** What you are asked to do **
Reproduce verbatim the part of the items that opens at their very beginning and closes with the line containing "box: [0, 34, 13, 47]", including that line. Leave the pictures out of your reply.

☆ ☆ ☆

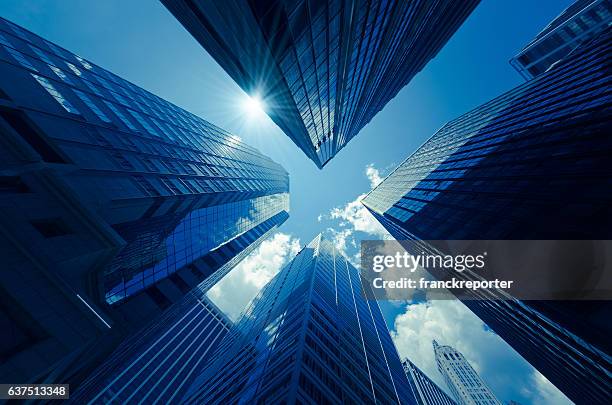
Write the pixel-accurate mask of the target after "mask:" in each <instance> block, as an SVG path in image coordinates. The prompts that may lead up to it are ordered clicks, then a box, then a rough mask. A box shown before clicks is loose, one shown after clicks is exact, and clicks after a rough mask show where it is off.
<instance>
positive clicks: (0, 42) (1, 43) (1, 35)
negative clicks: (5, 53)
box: [0, 34, 13, 47]
mask: <svg viewBox="0 0 612 405" xmlns="http://www.w3.org/2000/svg"><path fill="white" fill-rule="evenodd" d="M0 44H2V45H4V46H8V47H12V46H13V44H11V43H10V42H9V40H8V39H6V37H5V36H4V35H2V34H0Z"/></svg>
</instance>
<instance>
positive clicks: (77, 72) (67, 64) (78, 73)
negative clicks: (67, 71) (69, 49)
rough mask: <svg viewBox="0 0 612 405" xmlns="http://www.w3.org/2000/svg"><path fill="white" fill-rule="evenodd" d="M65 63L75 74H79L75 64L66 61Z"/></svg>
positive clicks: (78, 68)
mask: <svg viewBox="0 0 612 405" xmlns="http://www.w3.org/2000/svg"><path fill="white" fill-rule="evenodd" d="M66 65H67V66H68V67H69V68H70V70H72V73H74V74H75V75H77V76H81V74H82V73H81V71H80V70H79V68H77V67H76V66H74V65H73V64H72V63H70V62H66Z"/></svg>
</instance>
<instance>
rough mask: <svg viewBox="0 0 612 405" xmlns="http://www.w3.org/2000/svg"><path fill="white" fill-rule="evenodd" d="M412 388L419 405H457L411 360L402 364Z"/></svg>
mask: <svg viewBox="0 0 612 405" xmlns="http://www.w3.org/2000/svg"><path fill="white" fill-rule="evenodd" d="M402 365H403V366H404V371H405V372H406V377H407V378H408V383H409V384H410V388H411V389H412V392H413V393H414V396H415V397H416V399H417V403H418V404H419V405H456V404H457V402H455V401H454V400H453V399H452V398H451V397H449V396H448V394H447V393H446V392H444V390H443V389H442V388H440V387H439V386H438V384H436V383H435V382H433V381H432V380H431V378H429V377H428V376H427V375H426V374H425V373H424V372H423V371H422V370H421V369H419V368H418V367H417V366H416V364H414V363H413V362H411V361H410V360H409V359H404V361H403V362H402Z"/></svg>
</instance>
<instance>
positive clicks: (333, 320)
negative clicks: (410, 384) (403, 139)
mask: <svg viewBox="0 0 612 405" xmlns="http://www.w3.org/2000/svg"><path fill="white" fill-rule="evenodd" d="M216 353H219V355H218V356H214V355H213V356H214V357H215V359H214V360H213V361H212V362H210V363H209V366H208V367H207V368H206V369H205V370H204V372H202V374H201V375H200V376H199V377H198V378H197V379H196V382H195V383H194V385H193V387H192V389H191V390H190V391H189V392H188V394H187V396H186V397H185V398H184V401H187V402H201V403H209V404H213V403H214V404H217V403H237V402H240V403H264V402H265V403H406V404H415V403H416V399H415V398H414V396H413V395H412V393H411V390H410V387H409V386H408V382H407V380H406V376H405V375H404V372H403V369H402V365H401V362H400V359H399V357H398V354H397V351H396V349H395V346H394V345H393V342H392V340H391V336H390V335H389V331H388V330H387V327H386V325H385V322H384V319H383V317H382V314H381V312H380V309H379V307H378V305H377V303H376V301H368V300H366V299H365V298H364V295H363V294H362V289H361V283H360V278H359V271H358V270H357V269H356V268H355V267H353V266H352V265H351V264H350V263H349V262H348V261H347V259H346V258H345V257H344V256H342V255H341V254H340V252H338V251H337V249H336V248H335V247H334V245H333V243H332V242H330V241H329V240H325V239H323V238H322V237H321V236H320V235H319V236H317V237H316V238H315V239H314V240H313V241H312V242H311V243H310V244H308V245H307V246H306V247H304V248H303V249H302V250H301V251H300V253H299V254H298V255H297V256H296V257H295V258H294V259H293V260H292V261H291V262H290V263H289V264H287V265H286V266H285V267H284V268H283V269H282V270H281V271H280V272H279V273H278V274H277V275H276V276H275V277H274V278H273V279H272V280H271V281H270V282H269V283H268V284H267V285H266V286H264V288H263V289H262V290H261V291H260V293H259V295H258V296H257V297H256V298H255V300H254V301H253V302H252V303H251V305H250V307H249V308H248V309H247V311H246V312H245V313H244V315H243V317H242V318H241V319H240V320H239V321H238V322H237V323H236V325H235V326H234V328H233V329H232V330H230V332H229V334H228V336H227V337H226V339H225V340H224V341H223V342H222V343H221V345H220V346H219V348H218V349H217V352H216Z"/></svg>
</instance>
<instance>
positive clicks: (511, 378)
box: [391, 300, 571, 405]
mask: <svg viewBox="0 0 612 405" xmlns="http://www.w3.org/2000/svg"><path fill="white" fill-rule="evenodd" d="M391 336H392V337H393V340H394V342H395V344H396V347H397V349H398V352H399V354H400V357H401V358H404V357H408V358H410V360H411V361H412V362H413V363H415V364H416V365H417V366H418V367H419V368H421V369H422V370H423V371H424V372H425V373H426V374H427V375H428V376H429V377H430V378H431V379H433V380H434V381H435V382H436V383H438V385H440V386H441V387H442V388H444V389H447V387H446V385H445V383H444V380H443V379H442V376H441V375H440V372H439V371H438V369H437V367H436V363H435V359H434V354H433V348H432V340H433V339H436V340H437V341H438V343H439V344H441V345H449V346H453V347H455V348H456V349H457V350H459V351H460V352H462V353H463V355H464V356H465V357H466V359H467V360H468V361H469V362H470V364H471V365H472V367H474V369H475V370H476V371H477V372H478V374H479V375H480V376H481V377H482V378H483V380H484V381H485V382H486V383H487V385H489V387H490V388H491V389H492V390H493V392H494V393H495V394H496V395H498V398H499V399H500V400H502V401H503V402H505V401H507V400H510V399H514V400H517V401H519V402H522V403H537V404H551V405H552V404H564V403H571V402H568V400H567V398H565V396H564V395H563V394H562V393H561V392H560V391H559V390H558V389H557V388H555V387H554V386H553V385H552V384H551V383H550V382H548V380H546V379H545V378H544V377H543V376H542V375H541V374H540V373H538V372H537V371H536V370H535V369H534V368H533V367H532V366H531V365H530V364H529V363H527V362H526V361H525V360H524V359H523V358H522V357H521V356H520V355H519V354H518V353H517V352H515V351H514V350H513V349H512V348H511V347H510V346H508V344H507V343H506V342H504V341H503V340H502V339H501V338H500V337H499V336H498V335H496V334H495V333H493V332H492V331H490V330H489V329H487V328H485V325H484V323H483V322H482V321H481V320H480V319H479V318H478V317H477V316H476V315H474V314H473V313H472V312H471V311H470V310H469V309H468V308H467V307H466V306H464V305H463V304H462V303H461V302H460V301H445V300H438V301H429V302H423V303H419V304H414V305H408V306H407V307H406V311H405V312H404V313H402V314H400V315H398V316H397V317H396V319H395V328H394V331H392V332H391ZM517 376H526V377H525V378H524V380H522V381H520V383H519V384H517ZM529 376H531V377H529ZM518 378H520V377H518ZM447 392H448V391H447Z"/></svg>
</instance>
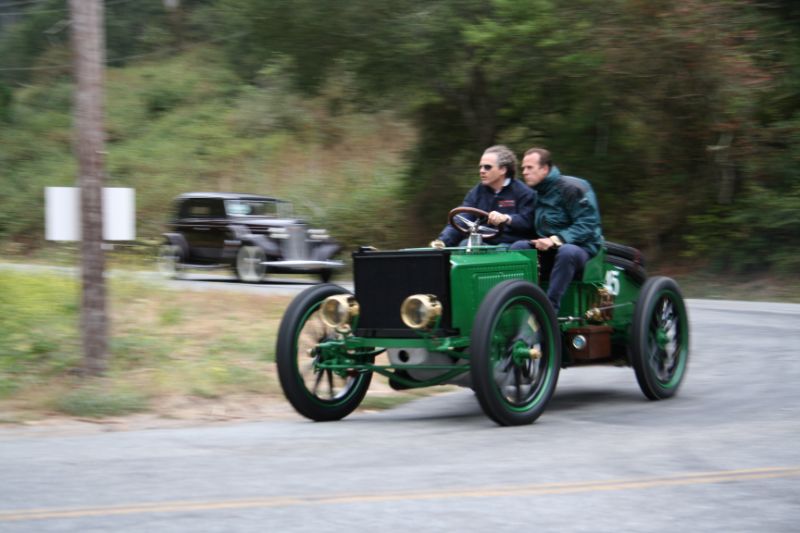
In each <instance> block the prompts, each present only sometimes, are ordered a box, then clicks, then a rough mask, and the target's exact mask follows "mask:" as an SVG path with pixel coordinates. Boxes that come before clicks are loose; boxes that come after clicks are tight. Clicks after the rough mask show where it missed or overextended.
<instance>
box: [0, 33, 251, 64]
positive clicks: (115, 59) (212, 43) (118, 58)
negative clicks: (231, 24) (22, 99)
mask: <svg viewBox="0 0 800 533" xmlns="http://www.w3.org/2000/svg"><path fill="white" fill-rule="evenodd" d="M248 33H250V32H249V31H240V32H237V33H233V34H231V35H226V36H224V37H217V38H216V39H209V40H207V41H201V42H197V43H193V44H194V45H197V46H201V45H204V44H214V43H219V42H224V41H229V40H231V39H235V38H237V37H241V36H243V35H247V34H248ZM180 50H181V48H179V47H177V46H170V47H168V48H162V49H160V50H155V51H153V52H143V53H141V54H132V55H128V56H122V57H114V58H110V59H106V64H107V65H108V64H114V63H122V62H125V61H128V60H129V59H140V58H143V57H151V56H157V55H162V54H164V53H169V52H177V51H180ZM69 67H72V63H64V64H60V65H42V66H38V67H0V72H25V71H34V70H58V69H64V68H69Z"/></svg>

☆ ☆ ☆

** Written answer **
Write the pixel-accurate mask of the target after "mask:" in each <instance> block, as an SVG path in image coordinates. The prompts that may lead up to it are ordered clicks, then a box, then a rough mask. A box shown before clicks is loose, one shown after clicks is exact, and clicks after a rough mask show where it is off.
<instance>
positive clicks: (0, 42) (1, 43) (1, 35)
negative clicks: (5, 53)
box: [0, 34, 13, 47]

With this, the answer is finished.